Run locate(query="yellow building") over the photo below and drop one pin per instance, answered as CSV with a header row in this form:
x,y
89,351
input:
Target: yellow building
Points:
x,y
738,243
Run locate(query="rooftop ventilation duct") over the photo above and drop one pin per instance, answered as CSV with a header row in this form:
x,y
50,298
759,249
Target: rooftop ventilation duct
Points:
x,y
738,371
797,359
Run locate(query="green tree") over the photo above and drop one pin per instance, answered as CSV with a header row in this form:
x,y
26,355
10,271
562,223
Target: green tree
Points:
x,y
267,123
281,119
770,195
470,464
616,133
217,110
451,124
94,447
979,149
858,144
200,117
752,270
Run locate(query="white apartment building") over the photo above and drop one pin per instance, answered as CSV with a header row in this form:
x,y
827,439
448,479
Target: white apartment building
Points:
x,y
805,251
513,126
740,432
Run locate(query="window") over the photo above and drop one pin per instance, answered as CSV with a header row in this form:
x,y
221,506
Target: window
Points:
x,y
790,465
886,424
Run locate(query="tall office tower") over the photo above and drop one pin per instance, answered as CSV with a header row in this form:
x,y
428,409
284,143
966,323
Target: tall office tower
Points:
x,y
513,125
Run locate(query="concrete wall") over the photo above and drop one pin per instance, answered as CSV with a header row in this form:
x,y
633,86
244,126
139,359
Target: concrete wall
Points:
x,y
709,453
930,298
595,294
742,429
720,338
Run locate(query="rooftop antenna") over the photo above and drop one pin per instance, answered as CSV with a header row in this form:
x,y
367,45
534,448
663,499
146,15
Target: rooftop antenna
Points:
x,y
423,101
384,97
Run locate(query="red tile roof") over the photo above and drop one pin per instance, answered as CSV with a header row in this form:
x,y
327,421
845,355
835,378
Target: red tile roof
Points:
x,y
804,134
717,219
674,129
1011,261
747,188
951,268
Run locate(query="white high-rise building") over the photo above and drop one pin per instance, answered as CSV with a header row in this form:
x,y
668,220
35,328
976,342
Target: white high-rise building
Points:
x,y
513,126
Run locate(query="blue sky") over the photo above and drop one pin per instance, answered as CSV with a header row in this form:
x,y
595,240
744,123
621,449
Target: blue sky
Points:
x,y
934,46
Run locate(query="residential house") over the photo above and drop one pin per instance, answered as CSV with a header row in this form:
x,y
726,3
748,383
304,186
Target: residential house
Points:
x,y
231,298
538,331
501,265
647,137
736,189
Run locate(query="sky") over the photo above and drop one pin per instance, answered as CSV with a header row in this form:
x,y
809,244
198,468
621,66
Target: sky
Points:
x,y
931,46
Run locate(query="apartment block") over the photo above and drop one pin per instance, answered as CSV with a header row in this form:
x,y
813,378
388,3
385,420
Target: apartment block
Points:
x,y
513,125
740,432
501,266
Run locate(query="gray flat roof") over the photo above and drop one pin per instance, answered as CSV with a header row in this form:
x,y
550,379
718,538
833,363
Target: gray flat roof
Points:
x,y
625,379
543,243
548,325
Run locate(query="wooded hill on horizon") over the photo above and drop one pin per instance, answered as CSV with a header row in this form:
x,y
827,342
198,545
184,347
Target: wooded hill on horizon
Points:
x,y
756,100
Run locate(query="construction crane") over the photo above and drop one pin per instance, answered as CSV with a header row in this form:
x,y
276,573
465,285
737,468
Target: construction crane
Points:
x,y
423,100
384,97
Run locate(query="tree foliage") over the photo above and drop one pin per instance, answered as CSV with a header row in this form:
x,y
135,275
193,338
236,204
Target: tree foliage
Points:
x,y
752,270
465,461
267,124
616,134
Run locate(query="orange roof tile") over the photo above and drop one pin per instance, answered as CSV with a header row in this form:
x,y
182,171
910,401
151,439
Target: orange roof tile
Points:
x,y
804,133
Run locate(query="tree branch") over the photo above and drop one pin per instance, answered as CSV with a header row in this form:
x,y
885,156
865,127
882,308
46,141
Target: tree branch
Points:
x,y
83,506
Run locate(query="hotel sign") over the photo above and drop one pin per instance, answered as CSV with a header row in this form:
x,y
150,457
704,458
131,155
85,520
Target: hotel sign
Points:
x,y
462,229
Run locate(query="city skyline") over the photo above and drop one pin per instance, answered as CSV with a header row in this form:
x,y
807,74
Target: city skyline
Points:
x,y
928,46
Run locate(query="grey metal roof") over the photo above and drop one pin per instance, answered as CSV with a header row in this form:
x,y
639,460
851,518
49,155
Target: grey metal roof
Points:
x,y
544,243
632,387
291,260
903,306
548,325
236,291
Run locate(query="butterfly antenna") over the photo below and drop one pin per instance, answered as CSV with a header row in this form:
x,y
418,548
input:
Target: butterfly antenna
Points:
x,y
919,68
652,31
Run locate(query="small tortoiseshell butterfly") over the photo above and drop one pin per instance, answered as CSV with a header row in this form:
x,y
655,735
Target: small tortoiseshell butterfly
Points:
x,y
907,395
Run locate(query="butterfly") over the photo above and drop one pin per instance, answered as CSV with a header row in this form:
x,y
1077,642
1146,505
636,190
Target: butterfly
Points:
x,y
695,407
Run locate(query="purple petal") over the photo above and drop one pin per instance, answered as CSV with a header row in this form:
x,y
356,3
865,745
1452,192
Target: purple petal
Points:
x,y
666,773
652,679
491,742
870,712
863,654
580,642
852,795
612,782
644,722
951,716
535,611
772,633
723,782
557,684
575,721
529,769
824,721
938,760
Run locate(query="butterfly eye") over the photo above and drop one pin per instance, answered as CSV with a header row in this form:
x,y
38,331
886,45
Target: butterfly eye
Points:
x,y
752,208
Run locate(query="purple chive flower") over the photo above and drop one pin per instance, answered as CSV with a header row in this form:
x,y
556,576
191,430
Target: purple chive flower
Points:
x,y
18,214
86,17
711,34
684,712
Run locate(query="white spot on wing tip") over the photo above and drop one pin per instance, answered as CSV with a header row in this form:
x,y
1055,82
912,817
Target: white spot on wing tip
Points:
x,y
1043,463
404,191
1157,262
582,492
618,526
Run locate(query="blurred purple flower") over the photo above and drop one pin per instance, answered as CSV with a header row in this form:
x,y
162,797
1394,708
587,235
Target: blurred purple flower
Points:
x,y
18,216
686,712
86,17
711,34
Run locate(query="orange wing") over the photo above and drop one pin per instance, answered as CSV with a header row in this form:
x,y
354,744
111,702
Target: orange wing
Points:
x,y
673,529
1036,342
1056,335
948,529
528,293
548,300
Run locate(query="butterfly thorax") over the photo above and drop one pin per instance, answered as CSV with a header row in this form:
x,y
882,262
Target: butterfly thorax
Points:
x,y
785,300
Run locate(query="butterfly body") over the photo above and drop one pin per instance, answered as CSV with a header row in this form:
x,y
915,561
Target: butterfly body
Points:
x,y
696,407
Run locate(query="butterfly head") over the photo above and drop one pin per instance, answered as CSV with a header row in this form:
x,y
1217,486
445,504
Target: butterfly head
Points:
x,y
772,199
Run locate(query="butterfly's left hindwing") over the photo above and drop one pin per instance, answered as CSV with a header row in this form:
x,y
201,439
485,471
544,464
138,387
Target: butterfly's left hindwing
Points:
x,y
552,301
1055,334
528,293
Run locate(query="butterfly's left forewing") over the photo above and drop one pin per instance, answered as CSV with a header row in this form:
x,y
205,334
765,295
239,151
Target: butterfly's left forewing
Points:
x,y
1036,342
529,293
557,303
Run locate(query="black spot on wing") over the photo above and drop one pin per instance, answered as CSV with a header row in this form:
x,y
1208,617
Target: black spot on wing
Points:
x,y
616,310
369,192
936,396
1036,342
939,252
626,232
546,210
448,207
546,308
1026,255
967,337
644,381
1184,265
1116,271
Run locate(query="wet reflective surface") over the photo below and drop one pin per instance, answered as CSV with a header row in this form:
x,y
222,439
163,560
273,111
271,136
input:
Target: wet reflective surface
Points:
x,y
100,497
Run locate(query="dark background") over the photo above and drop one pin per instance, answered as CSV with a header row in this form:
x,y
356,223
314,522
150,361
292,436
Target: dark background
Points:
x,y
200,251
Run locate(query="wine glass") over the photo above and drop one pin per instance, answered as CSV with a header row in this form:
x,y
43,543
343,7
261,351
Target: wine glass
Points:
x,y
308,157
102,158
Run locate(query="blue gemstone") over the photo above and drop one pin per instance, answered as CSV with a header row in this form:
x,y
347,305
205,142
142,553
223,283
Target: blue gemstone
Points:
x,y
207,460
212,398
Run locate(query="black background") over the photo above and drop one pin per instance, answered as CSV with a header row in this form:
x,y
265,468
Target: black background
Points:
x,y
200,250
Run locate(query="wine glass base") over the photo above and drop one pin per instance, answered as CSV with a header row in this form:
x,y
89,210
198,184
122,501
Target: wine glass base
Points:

══════════════════════════════

# Directions
Show each line above that contains the word "black", copying every such line in full.

# Output below
Run locate(query="black spot on wing") over the photo above and drop one pin per instance, answered as CSV with a header row in this form:
Target: black spot on wing
Run locate(query="black background") over the photo above and drop one pin per instance, answered as CSV with a header row in this form:
Target: black background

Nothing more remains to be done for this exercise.